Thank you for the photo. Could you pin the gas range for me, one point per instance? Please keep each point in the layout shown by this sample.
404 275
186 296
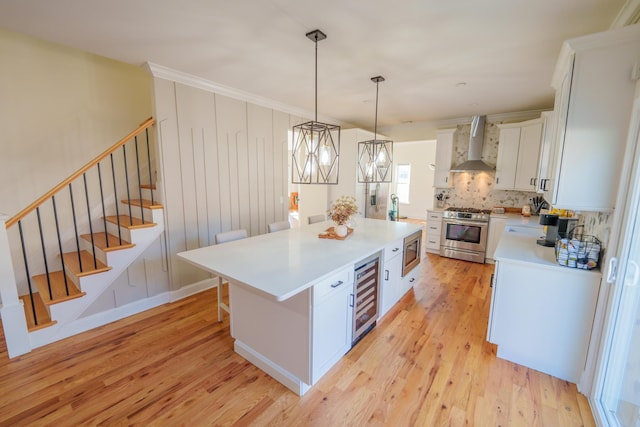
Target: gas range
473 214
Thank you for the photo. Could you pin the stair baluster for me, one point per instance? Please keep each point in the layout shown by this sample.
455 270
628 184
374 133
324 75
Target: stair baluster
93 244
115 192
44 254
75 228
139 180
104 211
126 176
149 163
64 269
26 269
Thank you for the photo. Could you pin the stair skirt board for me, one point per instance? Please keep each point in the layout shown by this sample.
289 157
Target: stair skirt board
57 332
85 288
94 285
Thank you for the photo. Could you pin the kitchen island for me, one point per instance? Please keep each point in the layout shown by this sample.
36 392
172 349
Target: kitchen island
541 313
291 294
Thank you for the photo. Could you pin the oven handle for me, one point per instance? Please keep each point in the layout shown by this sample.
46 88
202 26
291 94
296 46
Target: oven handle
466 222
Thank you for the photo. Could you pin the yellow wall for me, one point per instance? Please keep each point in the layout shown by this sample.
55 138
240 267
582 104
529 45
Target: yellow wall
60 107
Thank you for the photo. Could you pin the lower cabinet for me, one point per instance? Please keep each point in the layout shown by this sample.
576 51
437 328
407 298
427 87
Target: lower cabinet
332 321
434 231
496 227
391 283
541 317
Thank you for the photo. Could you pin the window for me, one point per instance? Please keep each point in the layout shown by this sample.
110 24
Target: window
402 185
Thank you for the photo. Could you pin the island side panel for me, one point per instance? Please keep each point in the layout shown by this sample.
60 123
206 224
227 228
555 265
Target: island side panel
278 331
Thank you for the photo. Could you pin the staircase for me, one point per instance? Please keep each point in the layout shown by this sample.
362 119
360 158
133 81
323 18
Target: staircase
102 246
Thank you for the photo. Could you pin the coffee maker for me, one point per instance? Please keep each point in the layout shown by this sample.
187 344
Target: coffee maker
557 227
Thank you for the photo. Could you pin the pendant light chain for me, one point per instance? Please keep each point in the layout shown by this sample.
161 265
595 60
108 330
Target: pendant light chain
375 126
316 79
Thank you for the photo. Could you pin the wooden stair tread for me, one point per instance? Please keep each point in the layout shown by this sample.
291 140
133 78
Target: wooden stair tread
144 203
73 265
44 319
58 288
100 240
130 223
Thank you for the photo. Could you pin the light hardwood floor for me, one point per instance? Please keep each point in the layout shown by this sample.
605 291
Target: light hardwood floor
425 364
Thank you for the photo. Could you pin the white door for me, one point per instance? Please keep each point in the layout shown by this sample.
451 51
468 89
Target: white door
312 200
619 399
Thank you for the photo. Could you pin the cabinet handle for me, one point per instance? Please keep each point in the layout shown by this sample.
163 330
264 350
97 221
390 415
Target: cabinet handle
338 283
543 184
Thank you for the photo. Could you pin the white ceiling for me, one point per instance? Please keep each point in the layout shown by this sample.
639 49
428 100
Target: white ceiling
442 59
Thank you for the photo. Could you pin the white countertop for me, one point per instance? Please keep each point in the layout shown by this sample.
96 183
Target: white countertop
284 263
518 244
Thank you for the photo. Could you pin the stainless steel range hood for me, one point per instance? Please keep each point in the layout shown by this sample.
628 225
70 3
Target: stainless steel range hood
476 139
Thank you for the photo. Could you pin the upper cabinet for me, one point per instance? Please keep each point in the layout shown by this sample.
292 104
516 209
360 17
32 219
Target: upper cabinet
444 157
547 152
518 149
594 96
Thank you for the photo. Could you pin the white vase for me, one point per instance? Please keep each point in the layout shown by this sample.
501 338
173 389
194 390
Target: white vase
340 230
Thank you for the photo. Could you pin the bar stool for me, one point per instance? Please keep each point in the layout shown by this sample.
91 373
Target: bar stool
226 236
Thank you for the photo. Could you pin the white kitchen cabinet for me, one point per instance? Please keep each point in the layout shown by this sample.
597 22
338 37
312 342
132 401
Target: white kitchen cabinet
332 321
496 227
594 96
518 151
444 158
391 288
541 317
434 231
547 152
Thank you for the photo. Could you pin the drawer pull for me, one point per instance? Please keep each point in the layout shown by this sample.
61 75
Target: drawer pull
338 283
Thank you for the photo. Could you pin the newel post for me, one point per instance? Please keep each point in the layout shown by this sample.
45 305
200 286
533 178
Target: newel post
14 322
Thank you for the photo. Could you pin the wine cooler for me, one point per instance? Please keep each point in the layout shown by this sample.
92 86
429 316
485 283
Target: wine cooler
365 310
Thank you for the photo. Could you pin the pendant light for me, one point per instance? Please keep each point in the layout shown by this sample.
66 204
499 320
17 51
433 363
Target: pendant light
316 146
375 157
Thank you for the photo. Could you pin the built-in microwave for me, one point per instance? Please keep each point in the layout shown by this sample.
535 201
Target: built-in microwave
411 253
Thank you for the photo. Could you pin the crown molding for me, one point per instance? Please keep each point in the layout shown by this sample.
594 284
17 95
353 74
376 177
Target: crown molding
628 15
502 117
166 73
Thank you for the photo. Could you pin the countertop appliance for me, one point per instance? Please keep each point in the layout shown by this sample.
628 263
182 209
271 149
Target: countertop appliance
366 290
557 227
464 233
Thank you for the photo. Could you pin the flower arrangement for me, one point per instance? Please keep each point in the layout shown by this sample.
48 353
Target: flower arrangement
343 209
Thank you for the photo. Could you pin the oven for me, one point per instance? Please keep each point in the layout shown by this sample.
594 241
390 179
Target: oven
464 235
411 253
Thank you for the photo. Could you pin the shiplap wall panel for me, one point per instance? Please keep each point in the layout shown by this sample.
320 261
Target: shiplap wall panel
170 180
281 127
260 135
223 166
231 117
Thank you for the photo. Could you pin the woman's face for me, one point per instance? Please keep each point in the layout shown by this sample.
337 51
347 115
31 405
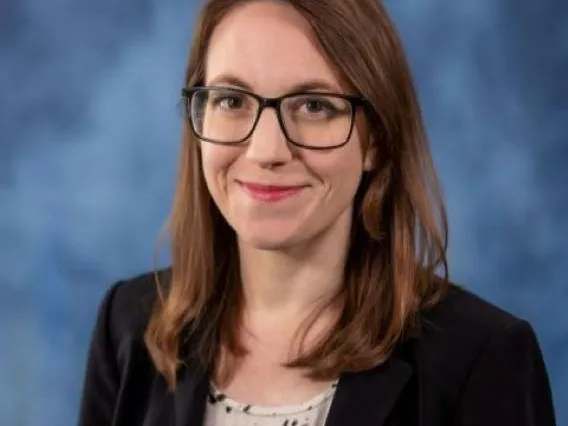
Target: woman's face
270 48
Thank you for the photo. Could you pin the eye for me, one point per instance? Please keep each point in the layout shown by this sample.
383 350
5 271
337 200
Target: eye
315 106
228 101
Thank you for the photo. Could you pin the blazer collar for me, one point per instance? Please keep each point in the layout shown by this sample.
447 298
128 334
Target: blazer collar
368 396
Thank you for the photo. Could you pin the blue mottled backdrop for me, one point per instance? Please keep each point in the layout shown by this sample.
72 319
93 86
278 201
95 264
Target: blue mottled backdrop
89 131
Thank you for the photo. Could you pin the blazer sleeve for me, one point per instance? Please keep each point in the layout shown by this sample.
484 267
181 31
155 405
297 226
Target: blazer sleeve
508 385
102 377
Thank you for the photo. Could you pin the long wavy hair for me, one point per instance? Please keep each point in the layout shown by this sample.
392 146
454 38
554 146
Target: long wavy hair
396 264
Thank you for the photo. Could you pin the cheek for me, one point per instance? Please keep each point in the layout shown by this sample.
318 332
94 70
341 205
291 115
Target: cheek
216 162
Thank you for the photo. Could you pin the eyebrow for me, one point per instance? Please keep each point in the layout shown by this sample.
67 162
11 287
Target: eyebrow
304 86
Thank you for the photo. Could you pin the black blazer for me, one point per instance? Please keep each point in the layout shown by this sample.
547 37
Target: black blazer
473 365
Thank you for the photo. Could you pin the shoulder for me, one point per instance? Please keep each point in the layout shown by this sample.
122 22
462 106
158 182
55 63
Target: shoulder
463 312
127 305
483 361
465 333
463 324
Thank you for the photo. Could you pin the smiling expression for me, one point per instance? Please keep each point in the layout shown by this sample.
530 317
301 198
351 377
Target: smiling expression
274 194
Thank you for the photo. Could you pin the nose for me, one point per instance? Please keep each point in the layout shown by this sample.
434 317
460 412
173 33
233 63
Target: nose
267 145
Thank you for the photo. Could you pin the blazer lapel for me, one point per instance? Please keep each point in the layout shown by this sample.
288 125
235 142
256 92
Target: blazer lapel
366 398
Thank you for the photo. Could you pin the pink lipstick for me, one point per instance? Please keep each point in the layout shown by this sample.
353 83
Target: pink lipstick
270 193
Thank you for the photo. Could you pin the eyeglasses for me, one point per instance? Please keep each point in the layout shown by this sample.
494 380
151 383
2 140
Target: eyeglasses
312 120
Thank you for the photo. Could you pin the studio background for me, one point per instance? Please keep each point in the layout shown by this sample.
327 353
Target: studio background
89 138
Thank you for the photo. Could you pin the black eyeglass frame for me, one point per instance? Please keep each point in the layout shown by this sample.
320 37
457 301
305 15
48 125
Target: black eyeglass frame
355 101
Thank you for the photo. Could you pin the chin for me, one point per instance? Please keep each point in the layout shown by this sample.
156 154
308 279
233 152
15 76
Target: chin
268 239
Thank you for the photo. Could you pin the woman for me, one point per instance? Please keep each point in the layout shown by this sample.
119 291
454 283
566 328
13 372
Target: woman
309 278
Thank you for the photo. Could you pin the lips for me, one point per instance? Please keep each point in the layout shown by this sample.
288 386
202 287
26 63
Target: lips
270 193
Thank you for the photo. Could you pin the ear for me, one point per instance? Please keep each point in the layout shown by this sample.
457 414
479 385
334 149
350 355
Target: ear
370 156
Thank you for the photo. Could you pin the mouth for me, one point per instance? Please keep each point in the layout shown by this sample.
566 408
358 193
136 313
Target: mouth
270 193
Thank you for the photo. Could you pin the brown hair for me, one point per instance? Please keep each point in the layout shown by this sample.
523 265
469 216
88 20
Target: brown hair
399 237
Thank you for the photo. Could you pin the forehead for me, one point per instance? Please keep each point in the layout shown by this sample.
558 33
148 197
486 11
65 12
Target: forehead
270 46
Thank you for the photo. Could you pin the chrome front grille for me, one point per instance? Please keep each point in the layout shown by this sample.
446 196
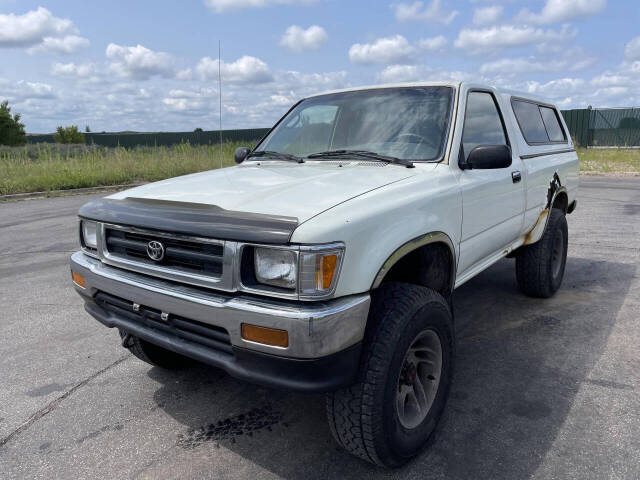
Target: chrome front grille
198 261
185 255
--------
- **Work to complete**
Render the rows as a numbered list, from the line containing "Thank you for the photo. Could you pin the forehead" through the last row, both ends included, with blank lines omitted. Leave the pictures out of the answer.

- **Worked solution**
1. Thank you for the photo. Could you pin the forehead for me, one point per instance? Please keep each point in the layout shown by this sample.
2. 558 33
3. 148 197
4. 486 11
5. 65 12
6. Target: forehead
7. 270 46
8. Thank you for the photo. Could you pin the chrome front grille for me, one point per instance? Please keep each point in the layout shown by this sample.
9. 446 196
10. Target: chrome front grille
11. 198 261
12. 185 255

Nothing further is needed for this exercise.